(Text Opens)
Mixed Message

The coronavirus pandemic has forced individuals, families, schools, businesses and churches to shift gears. We all have made adjustments to do our best to make it through these challenging days.

There are organizations that have been clear in regard to their response.

Some businesses have stated they will not enforce masks mandates, social distancing and other Covid-related restrictions. They have found a market with those who are comfortable with that policy. Those who are not on board with their response can take their business elsewhere.

Some organizations have been clear in stating strictly enforced guidelines. They have found a market with those comfortable with that approach. Those who disagree can take their business elsewhere.

What I find challenging are the businesses and churches who say they are taking a certain course of action, but fail to demonstrate it in practice.

For example, I visited a restaurant that had a “masks required, no exceptions” sign posted on the front door. When I walked in to pick up my order, 3 out of 4 employees were not wearing masks. So, what was the point of the sign?

Each week, I see churches posting pictures and videos of their staff and volunteers standing side-by-side, shoulder-to-shoulder, indoors, unmasked…even though they say they are doing everything they can to keep their congregation and community safe. That’s hard to believe when you don’t do the simple things to keep your staff and volunteers safe. It’s hard to believe that you are doing all you can to keep others safe when you fail to lead by example. The inconsistency in messaging is not only lazy, it’s dangerous. If you’re not going to lead by example (especially when posting on the internet), stop saying you’re taking every precaution and start doing the “name it, claim it, faith over fear” approach.

I would prefer businesses and churches be upfront and honest, rather than offer confusing, mixed messages. I have more respect for those being clear and upfront about not following the guidelines than I do for those sending mixed messages. At least I know where they stand. There’s no room for confusion.

Integrity matters. It’s like the old saying, “if you’re going to talk the talk, you better walk the walk.”

So, here’s my pro-tip that no one asked for: churches who are only offering online worship or are limiting numbers and requiring social distancing and masks…stop posting pictures and videos of your staff members huddled together unmasked. Lead by example.


One thought on “Mixed Message

  1. So true! I totally agree! When a person is asked to an event – I would like clear and honest verbiage about what to expect before deciding if I can safely attend, too.
(Text Closes)
(Provided data Opens)
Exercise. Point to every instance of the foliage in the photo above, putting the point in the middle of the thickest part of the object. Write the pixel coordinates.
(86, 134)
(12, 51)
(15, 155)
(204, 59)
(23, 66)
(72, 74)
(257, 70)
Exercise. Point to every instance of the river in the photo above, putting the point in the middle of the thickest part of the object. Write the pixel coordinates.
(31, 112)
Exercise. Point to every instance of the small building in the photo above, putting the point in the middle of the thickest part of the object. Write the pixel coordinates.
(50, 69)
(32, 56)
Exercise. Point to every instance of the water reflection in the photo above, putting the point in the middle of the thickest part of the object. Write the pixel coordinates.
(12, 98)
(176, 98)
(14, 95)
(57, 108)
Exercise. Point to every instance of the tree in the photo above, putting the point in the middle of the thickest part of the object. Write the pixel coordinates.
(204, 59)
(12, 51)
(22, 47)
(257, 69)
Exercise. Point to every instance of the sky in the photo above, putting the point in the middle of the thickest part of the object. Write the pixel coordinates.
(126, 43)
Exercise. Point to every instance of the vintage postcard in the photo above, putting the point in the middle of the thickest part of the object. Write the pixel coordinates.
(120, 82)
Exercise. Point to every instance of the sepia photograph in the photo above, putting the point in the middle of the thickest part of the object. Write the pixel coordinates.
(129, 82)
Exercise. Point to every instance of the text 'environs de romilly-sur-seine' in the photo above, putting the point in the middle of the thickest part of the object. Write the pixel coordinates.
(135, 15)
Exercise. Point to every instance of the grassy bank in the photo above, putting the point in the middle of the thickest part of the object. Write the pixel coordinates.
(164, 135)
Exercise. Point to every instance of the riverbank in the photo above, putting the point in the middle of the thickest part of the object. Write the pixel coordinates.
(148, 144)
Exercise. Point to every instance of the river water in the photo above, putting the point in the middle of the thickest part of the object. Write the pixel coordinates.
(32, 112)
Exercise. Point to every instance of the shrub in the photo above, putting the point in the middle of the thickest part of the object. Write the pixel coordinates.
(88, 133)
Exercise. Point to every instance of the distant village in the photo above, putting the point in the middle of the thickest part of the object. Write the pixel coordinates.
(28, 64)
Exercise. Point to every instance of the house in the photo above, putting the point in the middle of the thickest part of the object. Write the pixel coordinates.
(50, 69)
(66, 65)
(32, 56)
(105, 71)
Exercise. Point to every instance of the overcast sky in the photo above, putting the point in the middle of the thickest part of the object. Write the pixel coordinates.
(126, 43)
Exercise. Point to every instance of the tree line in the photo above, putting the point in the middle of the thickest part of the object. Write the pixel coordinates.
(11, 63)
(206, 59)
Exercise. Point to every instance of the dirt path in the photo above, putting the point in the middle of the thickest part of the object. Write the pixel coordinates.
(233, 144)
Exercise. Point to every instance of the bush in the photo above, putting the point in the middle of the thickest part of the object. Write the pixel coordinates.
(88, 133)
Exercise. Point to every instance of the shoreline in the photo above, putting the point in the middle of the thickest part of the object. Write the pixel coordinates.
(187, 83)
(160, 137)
(Provided data Closes)
Actions to take:
a) From the essay on mixed messages, write out the passage between "So, here’s my" and "unmasked. Lead by example.", inclusive.
b) In its opening sentence, the essay on mixed messages names everyone the pandemic has forced to shift gears. List each one.
Nothing in the entries is needed here.

Activity answers:
a)
So, here’s my pro-tip that no one asked for: churches who are only offering online worship or are limiting numbers and requiring social distancing and masks…stop posting pictures and videos of your staff members huddled together unmasked. Lead by example.

b) individuals, families, schools, businesses, churches